Exercise instructions: Copy the lines of the listing below verbatim, beginning at the line that contains "Annotation task — pin every instance of the wooden dresser" and stopping after the line that contains "Annotation task — pin every instance of the green wreath".

Task data:
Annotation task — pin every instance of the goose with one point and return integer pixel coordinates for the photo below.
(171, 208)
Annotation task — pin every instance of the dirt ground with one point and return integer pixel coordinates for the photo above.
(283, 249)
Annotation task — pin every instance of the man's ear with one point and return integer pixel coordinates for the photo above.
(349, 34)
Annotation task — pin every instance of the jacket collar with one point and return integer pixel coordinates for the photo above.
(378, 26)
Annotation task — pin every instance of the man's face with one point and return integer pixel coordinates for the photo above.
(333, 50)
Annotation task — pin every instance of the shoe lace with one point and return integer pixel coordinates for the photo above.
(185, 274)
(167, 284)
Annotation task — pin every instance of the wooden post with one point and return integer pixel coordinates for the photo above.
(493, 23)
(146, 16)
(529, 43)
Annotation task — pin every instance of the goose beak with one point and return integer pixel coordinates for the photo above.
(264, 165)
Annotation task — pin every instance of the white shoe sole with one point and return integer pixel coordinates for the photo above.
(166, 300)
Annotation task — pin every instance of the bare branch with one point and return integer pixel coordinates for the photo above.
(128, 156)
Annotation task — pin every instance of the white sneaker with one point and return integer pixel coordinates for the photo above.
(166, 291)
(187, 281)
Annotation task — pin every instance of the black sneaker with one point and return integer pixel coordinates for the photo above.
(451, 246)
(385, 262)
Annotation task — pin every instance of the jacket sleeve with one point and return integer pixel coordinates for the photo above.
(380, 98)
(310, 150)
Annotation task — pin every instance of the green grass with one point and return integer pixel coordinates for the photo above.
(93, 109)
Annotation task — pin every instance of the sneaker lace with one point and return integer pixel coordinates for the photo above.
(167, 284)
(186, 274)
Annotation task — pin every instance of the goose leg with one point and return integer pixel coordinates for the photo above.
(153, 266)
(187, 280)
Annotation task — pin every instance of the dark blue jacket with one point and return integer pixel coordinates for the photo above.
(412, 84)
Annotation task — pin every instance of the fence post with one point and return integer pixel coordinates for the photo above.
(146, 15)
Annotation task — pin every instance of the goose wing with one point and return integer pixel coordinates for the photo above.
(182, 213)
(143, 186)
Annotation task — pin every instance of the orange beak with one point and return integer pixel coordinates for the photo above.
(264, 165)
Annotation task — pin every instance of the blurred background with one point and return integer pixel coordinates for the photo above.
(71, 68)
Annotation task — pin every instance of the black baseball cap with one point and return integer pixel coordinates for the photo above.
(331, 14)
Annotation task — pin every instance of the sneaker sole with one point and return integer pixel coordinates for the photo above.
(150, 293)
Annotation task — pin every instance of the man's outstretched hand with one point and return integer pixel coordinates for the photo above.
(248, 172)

* * *

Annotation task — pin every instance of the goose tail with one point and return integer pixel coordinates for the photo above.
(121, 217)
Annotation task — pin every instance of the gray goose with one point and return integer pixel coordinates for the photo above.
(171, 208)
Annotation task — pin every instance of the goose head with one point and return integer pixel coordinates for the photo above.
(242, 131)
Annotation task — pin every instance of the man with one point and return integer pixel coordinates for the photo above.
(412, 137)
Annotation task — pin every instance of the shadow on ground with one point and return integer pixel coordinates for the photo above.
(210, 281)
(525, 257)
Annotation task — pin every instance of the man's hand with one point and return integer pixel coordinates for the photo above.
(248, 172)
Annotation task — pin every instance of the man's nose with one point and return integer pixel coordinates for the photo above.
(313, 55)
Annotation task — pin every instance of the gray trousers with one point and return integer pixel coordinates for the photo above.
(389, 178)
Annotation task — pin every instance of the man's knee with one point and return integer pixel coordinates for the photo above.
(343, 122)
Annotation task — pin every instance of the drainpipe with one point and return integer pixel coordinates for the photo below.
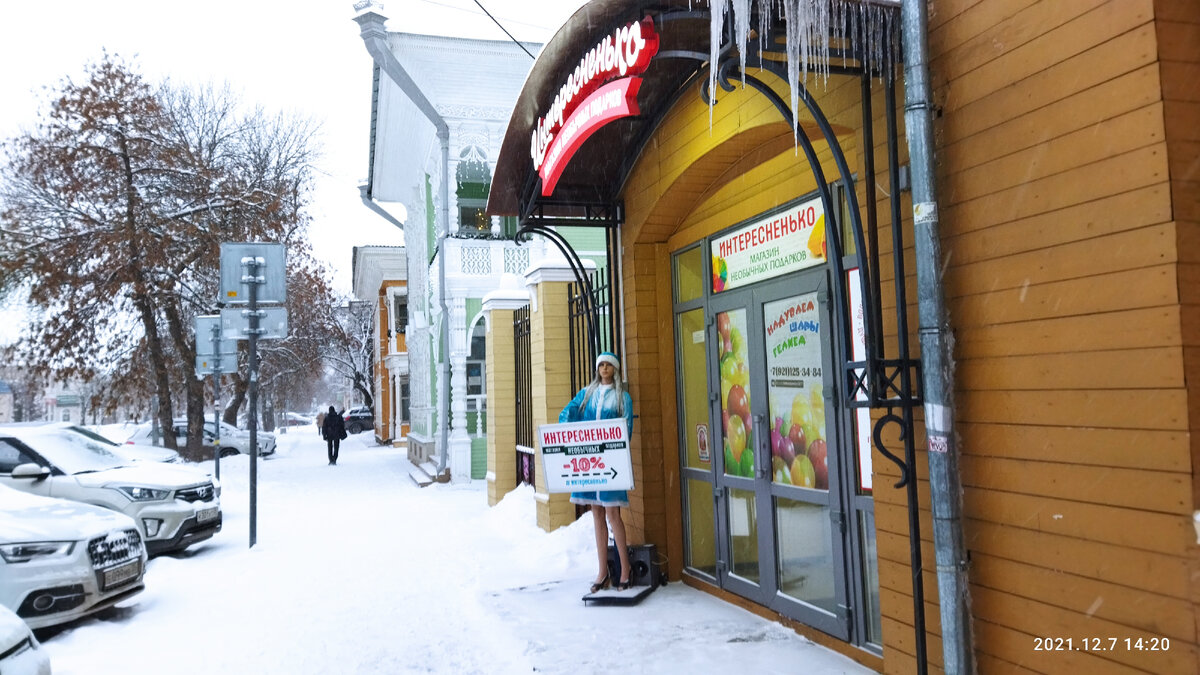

---

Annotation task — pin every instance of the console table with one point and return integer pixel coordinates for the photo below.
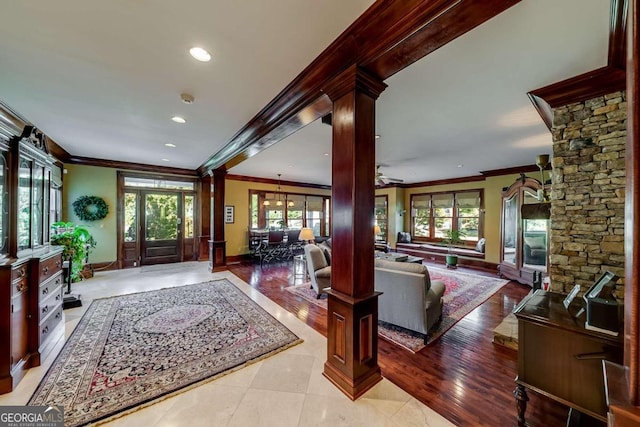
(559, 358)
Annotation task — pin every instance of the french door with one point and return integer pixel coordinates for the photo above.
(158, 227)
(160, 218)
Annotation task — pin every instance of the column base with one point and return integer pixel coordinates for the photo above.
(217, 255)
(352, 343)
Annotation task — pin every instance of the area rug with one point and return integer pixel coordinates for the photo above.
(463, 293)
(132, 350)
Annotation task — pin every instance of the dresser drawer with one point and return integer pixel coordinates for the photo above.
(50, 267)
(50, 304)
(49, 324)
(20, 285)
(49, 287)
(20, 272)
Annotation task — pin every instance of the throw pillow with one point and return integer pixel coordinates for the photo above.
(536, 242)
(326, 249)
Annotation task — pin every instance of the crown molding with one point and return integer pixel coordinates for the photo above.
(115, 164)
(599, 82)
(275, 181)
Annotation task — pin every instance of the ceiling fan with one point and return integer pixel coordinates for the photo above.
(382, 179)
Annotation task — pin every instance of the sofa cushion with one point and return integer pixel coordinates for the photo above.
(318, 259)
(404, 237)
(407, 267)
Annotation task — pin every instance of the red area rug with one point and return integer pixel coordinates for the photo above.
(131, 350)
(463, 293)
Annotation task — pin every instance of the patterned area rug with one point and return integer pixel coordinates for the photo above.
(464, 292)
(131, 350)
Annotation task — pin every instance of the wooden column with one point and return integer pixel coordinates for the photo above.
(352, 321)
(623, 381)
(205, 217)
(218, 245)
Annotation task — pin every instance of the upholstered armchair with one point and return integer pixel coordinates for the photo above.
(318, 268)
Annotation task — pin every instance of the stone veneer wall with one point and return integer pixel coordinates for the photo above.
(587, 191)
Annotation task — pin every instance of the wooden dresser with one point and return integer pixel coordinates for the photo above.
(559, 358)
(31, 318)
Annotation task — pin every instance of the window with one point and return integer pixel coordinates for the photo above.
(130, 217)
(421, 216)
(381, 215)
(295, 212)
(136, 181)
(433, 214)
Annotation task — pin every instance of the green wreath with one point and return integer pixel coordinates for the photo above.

Exercise solution:
Annotation task — pin every instance of the wooden dresser with one point and return integer pixel coordinates for the photo above.
(559, 358)
(31, 318)
Annotation task — pin every instance of the window with one point and return integer pixel coordinates for the photo above.
(130, 217)
(421, 216)
(381, 215)
(295, 212)
(136, 181)
(433, 214)
Annotation task — pin every instance of the green wreath with one point and return integer pixel coordinates for the photo above.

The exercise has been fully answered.